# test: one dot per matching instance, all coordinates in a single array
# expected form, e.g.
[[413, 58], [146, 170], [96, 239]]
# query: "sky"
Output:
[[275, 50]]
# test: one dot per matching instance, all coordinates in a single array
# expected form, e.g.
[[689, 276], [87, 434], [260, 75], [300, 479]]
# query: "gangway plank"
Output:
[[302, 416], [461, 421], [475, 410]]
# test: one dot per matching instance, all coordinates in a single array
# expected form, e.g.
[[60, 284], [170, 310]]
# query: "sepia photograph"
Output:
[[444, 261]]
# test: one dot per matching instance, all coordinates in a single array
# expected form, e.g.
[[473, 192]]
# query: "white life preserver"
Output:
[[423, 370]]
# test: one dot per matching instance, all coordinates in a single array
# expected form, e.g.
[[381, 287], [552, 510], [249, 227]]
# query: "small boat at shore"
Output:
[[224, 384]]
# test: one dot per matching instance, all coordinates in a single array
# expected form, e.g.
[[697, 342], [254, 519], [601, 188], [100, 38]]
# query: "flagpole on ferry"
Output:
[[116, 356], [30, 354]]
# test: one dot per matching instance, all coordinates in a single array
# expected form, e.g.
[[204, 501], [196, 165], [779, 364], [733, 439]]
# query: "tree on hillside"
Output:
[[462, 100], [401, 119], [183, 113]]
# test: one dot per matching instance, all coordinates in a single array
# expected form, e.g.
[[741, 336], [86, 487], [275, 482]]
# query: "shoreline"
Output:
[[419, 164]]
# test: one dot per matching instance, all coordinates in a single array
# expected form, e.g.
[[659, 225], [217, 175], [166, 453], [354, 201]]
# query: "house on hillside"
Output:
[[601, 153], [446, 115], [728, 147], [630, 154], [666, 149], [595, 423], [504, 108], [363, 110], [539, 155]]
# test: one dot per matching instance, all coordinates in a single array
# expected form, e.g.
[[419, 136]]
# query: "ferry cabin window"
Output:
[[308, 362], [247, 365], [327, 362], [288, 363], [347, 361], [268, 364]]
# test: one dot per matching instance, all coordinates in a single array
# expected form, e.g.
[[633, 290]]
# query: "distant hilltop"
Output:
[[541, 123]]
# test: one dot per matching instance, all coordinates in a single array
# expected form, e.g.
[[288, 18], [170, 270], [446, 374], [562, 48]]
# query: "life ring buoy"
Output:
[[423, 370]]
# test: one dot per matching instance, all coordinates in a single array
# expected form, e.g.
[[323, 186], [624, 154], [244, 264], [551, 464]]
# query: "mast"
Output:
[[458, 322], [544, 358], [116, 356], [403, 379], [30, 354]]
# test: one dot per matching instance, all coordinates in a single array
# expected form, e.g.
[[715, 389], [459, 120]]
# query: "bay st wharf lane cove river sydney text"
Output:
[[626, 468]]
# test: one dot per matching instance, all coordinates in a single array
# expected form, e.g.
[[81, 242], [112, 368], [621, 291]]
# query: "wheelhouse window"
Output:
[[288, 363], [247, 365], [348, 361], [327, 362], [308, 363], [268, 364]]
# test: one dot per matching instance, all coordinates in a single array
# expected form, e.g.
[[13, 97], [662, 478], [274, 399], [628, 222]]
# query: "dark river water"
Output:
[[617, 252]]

==

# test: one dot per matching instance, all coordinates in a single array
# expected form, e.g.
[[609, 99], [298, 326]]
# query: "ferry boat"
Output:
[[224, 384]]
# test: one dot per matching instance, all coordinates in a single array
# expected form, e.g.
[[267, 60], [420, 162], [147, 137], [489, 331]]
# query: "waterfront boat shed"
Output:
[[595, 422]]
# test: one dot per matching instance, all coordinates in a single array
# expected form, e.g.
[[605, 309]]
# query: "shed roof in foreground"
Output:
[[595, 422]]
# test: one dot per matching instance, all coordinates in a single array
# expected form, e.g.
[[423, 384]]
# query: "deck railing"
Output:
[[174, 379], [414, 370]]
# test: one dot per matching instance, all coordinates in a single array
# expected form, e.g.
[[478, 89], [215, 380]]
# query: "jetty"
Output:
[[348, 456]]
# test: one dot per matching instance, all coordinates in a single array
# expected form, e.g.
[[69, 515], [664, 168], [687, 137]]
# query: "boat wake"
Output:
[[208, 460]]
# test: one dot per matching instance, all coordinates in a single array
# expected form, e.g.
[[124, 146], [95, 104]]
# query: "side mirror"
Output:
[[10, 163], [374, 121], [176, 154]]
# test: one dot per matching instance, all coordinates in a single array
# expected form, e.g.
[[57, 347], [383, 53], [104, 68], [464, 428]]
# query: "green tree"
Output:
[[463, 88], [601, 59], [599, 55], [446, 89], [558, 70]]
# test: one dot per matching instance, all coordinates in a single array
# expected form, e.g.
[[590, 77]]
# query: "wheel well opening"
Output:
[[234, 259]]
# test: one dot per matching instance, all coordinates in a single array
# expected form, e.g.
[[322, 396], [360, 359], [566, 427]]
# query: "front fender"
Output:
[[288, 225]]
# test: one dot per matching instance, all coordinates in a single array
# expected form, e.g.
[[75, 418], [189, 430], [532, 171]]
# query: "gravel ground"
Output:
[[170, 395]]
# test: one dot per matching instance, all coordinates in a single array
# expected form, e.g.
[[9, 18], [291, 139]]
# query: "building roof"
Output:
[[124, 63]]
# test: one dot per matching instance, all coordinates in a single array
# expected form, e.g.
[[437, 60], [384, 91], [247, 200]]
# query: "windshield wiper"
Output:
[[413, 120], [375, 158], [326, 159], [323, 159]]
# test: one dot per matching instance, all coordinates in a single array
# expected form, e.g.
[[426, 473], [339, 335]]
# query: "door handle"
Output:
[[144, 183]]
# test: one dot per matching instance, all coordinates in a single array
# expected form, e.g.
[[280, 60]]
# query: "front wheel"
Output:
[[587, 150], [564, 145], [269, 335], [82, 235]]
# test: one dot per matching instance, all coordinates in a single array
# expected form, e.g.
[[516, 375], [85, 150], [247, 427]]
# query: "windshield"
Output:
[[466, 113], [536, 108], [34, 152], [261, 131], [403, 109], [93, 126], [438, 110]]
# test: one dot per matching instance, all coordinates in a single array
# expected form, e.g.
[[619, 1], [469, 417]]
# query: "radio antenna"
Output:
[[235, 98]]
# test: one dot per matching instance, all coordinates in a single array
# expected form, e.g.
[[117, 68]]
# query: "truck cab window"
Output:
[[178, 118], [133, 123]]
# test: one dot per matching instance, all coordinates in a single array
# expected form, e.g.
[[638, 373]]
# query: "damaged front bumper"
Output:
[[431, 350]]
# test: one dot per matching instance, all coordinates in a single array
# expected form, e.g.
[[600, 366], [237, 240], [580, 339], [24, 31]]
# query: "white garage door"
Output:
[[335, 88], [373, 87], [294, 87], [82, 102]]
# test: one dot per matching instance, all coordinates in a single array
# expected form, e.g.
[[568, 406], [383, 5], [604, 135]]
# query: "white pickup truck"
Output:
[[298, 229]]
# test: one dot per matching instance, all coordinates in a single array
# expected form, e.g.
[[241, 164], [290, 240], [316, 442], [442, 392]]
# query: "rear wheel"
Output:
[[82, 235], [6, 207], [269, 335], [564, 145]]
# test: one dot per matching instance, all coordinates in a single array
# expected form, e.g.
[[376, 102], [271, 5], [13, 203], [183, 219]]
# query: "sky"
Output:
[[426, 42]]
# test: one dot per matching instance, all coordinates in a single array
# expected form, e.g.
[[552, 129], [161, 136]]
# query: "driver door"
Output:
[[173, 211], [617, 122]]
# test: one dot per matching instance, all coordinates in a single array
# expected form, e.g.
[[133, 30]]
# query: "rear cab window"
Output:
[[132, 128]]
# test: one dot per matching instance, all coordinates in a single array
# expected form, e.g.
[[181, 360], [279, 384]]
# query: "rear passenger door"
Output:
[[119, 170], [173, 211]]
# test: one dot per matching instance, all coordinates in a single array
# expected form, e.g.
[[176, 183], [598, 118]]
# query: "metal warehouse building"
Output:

What to do ->
Could you return every line from the entries above that contains the word "hillside", with case counting in the match?

Problem solution ->
# query: "tree on hillside"
# query: "house on hillside"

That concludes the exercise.